__Tasks to perform__
**1)** In the Treasury market report, by how much did the Federal Reserve cut interest rates on Tuesday?
**2)** Reproduce the Treasury market report word for word between "At around 2:00" and "lower at 1.6007%.", inclusive.
**3)** Carry on the Treasury market report from its last sentence.

__Document section__
U.S. government debt prices rose again on Wednesday morning, though yields remained slightly above the previous session’s record lows.
At around 2:00 a.m. ET, the yield on the benchmark 10-year Treasury note, which moves inversely to price, was lower at 0.9666%, having fallen to an all-time low of 0.906% on Tuesday. The yield on the 30-year Treasury bond was also lower at 1.6007%.
The U.S. Federal Reserve slashed interest rates by half a percentage point on Tuesday in an emergency measure to combat the expected economic fallout from the coronavirus outbreak, sparking a turbulent session which saw the 10-year yield dip below 1% for the first time in history.
Other major central banks have scheduled meetings in the coming weeks and could follow the Fed’s lead, including the European Central Bank, the Bank of England and the Bank of Japan.

__Data__

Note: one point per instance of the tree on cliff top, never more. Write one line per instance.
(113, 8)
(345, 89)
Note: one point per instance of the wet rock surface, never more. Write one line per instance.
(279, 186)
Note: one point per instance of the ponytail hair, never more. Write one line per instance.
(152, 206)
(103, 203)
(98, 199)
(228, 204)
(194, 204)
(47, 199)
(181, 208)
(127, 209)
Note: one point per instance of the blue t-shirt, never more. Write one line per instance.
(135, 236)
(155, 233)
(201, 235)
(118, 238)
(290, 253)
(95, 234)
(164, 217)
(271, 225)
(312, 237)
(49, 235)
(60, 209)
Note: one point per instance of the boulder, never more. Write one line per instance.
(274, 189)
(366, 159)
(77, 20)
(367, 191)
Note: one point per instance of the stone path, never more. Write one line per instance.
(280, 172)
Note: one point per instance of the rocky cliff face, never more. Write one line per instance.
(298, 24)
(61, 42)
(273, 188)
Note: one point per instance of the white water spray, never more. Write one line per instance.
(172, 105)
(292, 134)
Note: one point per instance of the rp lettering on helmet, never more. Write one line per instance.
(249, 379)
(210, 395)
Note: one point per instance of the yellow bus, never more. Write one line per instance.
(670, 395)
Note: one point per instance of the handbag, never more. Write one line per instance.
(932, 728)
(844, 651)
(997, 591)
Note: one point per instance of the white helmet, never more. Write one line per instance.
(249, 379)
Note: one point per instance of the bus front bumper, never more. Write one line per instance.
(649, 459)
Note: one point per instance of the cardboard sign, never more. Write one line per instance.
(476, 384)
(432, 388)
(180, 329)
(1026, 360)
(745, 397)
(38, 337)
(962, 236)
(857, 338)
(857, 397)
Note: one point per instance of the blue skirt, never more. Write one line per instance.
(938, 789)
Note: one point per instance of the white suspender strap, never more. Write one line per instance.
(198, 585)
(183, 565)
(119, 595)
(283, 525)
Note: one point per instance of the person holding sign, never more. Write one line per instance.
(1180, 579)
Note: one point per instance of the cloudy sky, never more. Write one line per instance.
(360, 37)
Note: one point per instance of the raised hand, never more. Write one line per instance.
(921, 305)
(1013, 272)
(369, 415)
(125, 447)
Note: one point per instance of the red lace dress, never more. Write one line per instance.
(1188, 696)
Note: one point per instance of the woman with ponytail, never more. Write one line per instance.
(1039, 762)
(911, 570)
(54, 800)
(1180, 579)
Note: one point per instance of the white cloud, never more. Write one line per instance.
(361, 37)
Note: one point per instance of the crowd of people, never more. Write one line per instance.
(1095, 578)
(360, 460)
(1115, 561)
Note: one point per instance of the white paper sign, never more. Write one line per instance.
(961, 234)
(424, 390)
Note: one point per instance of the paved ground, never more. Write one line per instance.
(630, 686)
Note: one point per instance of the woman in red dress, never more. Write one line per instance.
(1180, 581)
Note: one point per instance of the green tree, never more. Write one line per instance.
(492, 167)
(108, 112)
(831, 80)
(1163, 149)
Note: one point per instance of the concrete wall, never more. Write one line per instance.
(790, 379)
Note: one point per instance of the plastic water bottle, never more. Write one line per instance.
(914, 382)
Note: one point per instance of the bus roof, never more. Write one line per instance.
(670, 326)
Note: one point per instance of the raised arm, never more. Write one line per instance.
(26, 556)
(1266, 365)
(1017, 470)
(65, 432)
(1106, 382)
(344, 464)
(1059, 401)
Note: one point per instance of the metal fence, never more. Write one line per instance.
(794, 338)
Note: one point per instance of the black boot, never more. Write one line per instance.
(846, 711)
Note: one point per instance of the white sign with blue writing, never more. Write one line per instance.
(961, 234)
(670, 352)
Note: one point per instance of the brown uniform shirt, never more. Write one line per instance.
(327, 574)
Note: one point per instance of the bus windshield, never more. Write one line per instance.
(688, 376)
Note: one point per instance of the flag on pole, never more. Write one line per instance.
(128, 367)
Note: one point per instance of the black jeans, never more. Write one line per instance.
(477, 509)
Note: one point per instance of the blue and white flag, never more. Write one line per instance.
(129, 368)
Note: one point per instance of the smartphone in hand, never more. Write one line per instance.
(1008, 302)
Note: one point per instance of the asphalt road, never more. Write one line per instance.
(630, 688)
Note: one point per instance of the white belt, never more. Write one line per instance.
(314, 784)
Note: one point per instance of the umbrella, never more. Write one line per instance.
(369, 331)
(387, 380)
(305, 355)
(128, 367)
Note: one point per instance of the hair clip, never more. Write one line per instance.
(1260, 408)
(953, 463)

__Answers to the exercise__
**1)** Half a percentage point.

**2)**
At around 2:00 a.m. ET, the yield on the benchmark 10-year Treasury note, which moves inversely to price, was lower at 0.9666%, having fallen to an all-time low of 0.906% on Tuesday. The yield on the 30-year Treasury bond was also lower at 1.6007%.

**3)**
According to the latest figures from the World Health Organization, at least 91,700 global cases have been confirmed with at least 3,100 deaths.
Investors will also have an eye on results coming out of Super Tuesday as former Vice President Joe Biden notched a flurry of victories in key Democratic primary states, offering some upward momentum to stock futures.
Final Markit PMI (purchasing managers’ index) readings for February are due at 9:45 a.m. ET before a host of ISM non-manufacturing data at 10 a.m.
There are no Treasury auctions scheduled for Wednesday.